Task prompt:
For every line in the material, print that line exactly.

= Beginning of Section =

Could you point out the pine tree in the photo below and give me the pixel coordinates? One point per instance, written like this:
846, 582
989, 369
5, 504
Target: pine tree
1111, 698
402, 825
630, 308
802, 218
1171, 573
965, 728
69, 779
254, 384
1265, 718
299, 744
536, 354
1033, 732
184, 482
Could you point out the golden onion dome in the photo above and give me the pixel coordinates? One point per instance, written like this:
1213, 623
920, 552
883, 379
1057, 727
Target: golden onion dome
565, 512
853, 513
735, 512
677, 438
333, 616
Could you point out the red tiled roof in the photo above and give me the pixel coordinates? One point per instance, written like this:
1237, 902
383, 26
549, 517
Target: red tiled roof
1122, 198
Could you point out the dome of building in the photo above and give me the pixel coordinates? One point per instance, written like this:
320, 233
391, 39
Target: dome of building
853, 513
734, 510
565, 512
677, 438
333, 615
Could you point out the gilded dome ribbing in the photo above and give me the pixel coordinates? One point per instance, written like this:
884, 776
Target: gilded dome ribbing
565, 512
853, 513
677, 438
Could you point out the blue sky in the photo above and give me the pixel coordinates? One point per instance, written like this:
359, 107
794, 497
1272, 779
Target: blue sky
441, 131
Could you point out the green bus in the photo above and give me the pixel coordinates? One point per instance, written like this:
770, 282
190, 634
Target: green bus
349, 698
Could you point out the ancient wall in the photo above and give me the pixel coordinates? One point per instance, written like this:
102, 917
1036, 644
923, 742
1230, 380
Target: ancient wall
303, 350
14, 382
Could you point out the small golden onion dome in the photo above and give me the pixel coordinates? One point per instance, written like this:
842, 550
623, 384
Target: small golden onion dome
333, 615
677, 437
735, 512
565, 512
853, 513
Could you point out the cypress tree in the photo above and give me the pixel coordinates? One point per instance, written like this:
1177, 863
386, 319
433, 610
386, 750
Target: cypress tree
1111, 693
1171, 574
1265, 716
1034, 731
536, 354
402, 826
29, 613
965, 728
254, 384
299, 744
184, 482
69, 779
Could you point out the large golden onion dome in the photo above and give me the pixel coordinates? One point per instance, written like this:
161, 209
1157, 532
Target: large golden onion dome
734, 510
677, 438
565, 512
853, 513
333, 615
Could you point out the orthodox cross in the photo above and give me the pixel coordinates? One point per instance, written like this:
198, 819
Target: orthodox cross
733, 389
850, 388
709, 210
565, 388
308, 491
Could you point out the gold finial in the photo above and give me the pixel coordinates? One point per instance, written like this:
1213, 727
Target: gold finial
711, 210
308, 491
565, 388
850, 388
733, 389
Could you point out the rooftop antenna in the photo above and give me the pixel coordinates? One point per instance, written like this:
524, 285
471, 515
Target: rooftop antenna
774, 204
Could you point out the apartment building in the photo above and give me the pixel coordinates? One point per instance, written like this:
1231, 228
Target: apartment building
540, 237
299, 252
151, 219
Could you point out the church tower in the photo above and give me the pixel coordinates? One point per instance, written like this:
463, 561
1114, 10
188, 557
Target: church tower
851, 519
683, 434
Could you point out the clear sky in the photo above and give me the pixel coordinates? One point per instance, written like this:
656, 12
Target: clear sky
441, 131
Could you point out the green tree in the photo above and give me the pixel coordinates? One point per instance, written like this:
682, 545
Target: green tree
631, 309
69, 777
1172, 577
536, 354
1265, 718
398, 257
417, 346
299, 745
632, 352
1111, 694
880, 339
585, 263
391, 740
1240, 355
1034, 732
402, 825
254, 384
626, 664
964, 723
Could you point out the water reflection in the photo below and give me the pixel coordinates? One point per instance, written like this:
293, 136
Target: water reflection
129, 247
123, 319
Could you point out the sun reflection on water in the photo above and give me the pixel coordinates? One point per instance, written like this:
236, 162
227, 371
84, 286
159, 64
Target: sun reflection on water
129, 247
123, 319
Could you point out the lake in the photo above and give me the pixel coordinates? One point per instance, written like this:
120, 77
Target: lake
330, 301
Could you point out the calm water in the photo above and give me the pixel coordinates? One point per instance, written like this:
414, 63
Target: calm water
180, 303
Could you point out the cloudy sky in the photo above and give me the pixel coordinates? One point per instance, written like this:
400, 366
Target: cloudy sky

= End of Section =

Solution to this problem:
Could you point out the pine tree in the photo below and give me the pixel coordinates? One point per instance, written like this:
846, 582
989, 369
5, 504
Target: pine tree
1111, 698
402, 825
630, 308
802, 218
1171, 573
965, 728
69, 779
254, 384
1265, 718
299, 744
536, 354
1033, 732
184, 482
Could you point out the golden onion dome in the photo above and give me the pixel coordinates? One point per instance, written like this:
1213, 623
920, 552
883, 379
1057, 727
Target: golden onion dome
565, 512
853, 513
735, 512
677, 438
333, 616
Could you point out the red tiled roof in the photo above and give me the pixel coordinates? One point per instance, written like this:
1237, 902
383, 26
549, 517
Target: red tiled roof
1122, 198
Could you point out the dome of building in the photo above and give me the pixel coordinates? One point per instance, written like this:
320, 233
391, 39
Target: dome of building
853, 513
734, 510
565, 512
677, 438
333, 615
Could you point out the gilded dome ribbing in the photo above and give me the pixel coordinates? One point per instance, written like this:
884, 776
Target: gilded dome ribbing
565, 512
853, 513
677, 438
Could you point out the blue sky in the photo above and give me the pixel coordinates? One point per instance, written like this:
359, 107
794, 497
1272, 779
Target: blue sky
441, 131
Could you point out the green bus in the photo above and give me the pixel coordinates? One point per instance, written like this:
770, 282
190, 634
Target: green bus
349, 698
Could you point out the ancient wall in the photo above and give me the pixel coordinates? One point per instance, written like this:
102, 917
1036, 644
923, 742
1230, 380
Target: ancient wall
303, 350
14, 382
Could you point out the small golden onion dome in the photo above and give me the pixel coordinates? One point per instance, written like this:
842, 550
623, 384
Target: small golden onion dome
333, 615
677, 437
735, 512
565, 512
853, 513
Could you point out the cypress tree in the photo above and give me the pixel coordinates? One point per instance, written like this:
1177, 863
386, 319
433, 610
386, 750
Target: cypress tree
1111, 693
1171, 574
1265, 716
1034, 731
536, 354
402, 826
29, 613
965, 728
254, 384
299, 744
184, 482
69, 779
Could you point out the large golden onion dome in the photo above and give me the pixel coordinates? One point per instance, written like this:
161, 209
1157, 532
Target: large golden onion dome
734, 510
677, 438
565, 512
853, 513
333, 615
Could you point out the orthodox cross in the photo above and give me the pixel coordinates? One point per instance, written like this:
198, 819
Target: orthodox cross
733, 389
850, 388
709, 210
565, 388
308, 491
Could you point out the gold finial in the photo above and give me the pixel coordinates? One point per instance, written like this:
1213, 727
Target: gold finial
711, 210
308, 491
565, 388
850, 388
733, 389
Could you point out the rooftop antenna in the photo above and give me the pixel coordinates? One point per instance, written like this:
524, 285
471, 515
Target: rooftop antenna
774, 204
Could you point out the apartment building in the photo above and give me the pixel coordinates? One point per instance, written like this:
1231, 228
Target: apartment building
540, 237
299, 252
151, 219
Could you point out the church tower in the photo above and give me the pixel coordinates? One point per instance, written like this:
463, 561
1114, 10
188, 557
Target: church tower
851, 519
683, 434
Could you point out the clear sky in the photo above and give me the pixel coordinates? One point per instance, written like this:
656, 12
Target: clear sky
441, 131
Could you point out the green tree in the photo above and give me the pixel coordinates? One point per instance, written like this:
682, 545
Target: green tree
631, 309
69, 777
1172, 577
536, 354
1265, 718
398, 257
417, 346
299, 745
632, 352
1111, 694
880, 339
585, 263
391, 740
1240, 355
1034, 732
402, 825
254, 384
626, 664
964, 723
Could you point out the water reflection in the photo below and give me the pixel coordinates? One point per instance, written like this:
293, 136
Target: water reflection
129, 247
123, 319
Could you point out the sun reflection on water in the photo above and give me the pixel coordinates? One point per instance, written like this:
236, 162
227, 371
84, 286
159, 64
Target: sun reflection on water
129, 247
123, 319
Could you point out the lake in the photo above and give me the pixel coordinates? One point per instance, written like this:
120, 77
Target: lake
330, 301
Could you point out the calm water in the photo above and give me the pixel coordinates? One point per instance, written like this:
414, 63
Target: calm water
180, 303
Could you point out the cloudy sky in the photo above and give me the pixel coordinates? One point per instance, written like this:
400, 366
Target: cloudy sky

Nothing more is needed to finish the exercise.